What you need to do:
a – Check each statement against the changelog below and say yes or no, quoting the words of the changelog that decide it: (i) Version V4 stopped applying the default curves by default. (ii) Version V5 renamed "enabled_fan_curve_profiles" to "active_fan_curve_profiles". (iii) Version V6 changed the data structs to store strings.
b – Please retype everything in the records below from the line containing "Locate every instance of the white cloud" down to the end of the records, both ends included.

Passage:
===

On 8/29/21 3:03 AM, Luke Jones wrote:
On Sun, Aug 29 2021 at 11:57:55 +0200, Hans de Goede <hdegoede@xxxxxxxxxx> wrote:
Hi Luke,
On 8/29/21 9:14 AM, Luke D. Jones wrote:
Add support for custom fan curves found on some ASUS ROG laptops.
- V1
+ Initial patch work
- V2
+ Don't fail and remove wmi driver if error from
asus_wmi_evaluate_method_buf() if error is -ENODEV
- V3
+ Store the "default" fan curves
+ Call throttle_thermal_policy_write() if a curve is erased to ensure
that the factory default for a profile is applied again
- V4
+ Do not apply default curves by default. Testers have found that the
default curves don't quite match actual no-curve behaviours
+ Add method to enable/disable curves for each profile
- V5
+ Remove an unrequired function left over from previous iterations
+ Ensure default curves are applied if user writes " " to a curve path
+ Rename "active_fan_curve_profiles" to "enabled_fan_curve_profiles" to
better reflect the behavious of this setting
+ Move throttle_thermal_policy_write_*pu_curves() and rename to
fan_curve_*pu_write()
+ Merge fan_curve_check_valid() and fan_curve_write()
+ Remove some leftover debug statements
- V6
+ Refactor data structs to store array or u8 instead of strings.

===

Records shown:
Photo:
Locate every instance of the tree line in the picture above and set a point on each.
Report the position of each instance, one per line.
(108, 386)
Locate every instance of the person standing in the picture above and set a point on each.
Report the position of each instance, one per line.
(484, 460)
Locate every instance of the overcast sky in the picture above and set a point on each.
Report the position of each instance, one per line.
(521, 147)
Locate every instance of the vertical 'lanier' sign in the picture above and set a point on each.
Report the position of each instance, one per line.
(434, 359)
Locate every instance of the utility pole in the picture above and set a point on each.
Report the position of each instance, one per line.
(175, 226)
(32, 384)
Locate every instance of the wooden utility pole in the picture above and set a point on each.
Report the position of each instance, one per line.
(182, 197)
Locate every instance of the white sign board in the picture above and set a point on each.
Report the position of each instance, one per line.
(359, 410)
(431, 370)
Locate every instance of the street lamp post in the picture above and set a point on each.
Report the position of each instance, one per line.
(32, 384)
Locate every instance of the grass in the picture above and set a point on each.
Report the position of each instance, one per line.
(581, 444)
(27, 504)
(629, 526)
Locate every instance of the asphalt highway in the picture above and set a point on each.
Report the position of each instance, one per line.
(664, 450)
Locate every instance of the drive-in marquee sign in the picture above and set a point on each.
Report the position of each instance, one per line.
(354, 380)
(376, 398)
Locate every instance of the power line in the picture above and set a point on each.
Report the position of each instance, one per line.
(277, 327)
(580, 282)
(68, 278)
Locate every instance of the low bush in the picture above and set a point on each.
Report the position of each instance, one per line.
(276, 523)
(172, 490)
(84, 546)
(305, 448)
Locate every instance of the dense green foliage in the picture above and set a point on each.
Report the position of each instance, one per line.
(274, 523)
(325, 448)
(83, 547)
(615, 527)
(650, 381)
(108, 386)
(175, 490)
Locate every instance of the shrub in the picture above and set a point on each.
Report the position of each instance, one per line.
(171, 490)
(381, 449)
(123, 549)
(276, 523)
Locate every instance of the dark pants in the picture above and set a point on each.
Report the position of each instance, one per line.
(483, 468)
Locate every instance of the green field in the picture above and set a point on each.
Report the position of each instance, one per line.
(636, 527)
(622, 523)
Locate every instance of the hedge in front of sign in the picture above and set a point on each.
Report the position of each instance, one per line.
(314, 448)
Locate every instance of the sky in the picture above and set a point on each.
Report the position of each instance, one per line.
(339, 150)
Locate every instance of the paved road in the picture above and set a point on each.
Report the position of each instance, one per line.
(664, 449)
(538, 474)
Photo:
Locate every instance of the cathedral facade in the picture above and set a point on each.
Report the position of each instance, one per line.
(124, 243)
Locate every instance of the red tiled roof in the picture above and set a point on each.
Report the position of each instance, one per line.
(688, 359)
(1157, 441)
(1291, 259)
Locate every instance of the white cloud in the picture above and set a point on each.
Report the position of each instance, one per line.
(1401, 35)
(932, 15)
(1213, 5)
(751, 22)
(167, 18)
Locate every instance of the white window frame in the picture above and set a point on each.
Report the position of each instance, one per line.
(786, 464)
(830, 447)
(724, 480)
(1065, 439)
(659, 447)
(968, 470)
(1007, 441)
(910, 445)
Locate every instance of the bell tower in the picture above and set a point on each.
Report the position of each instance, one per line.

===

Responses to the exercise:
a –
(i) Yes: "Do not apply default curves by default."
(ii) No: "Rename "active_fan_curve_profiles" to "enabled_fan_curve_profiles""
(iii) No: "Refactor data structs to store array or u8 instead of strings."

b –
Locate every instance of the white cloud in the picture above and set a point on each.
Report the position of each instance, one per line.
(1401, 35)
(932, 15)
(1213, 5)
(751, 22)
(167, 18)
Locate every instance of the white window frame in the picture above and set a point on each.
Report the position of each instance, one per line.
(786, 464)
(830, 447)
(724, 480)
(1065, 439)
(659, 447)
(968, 470)
(1007, 441)
(910, 445)
Locate every instance of the bell tower in the picture above and set a point on each.
Report the position of each instance, one per line.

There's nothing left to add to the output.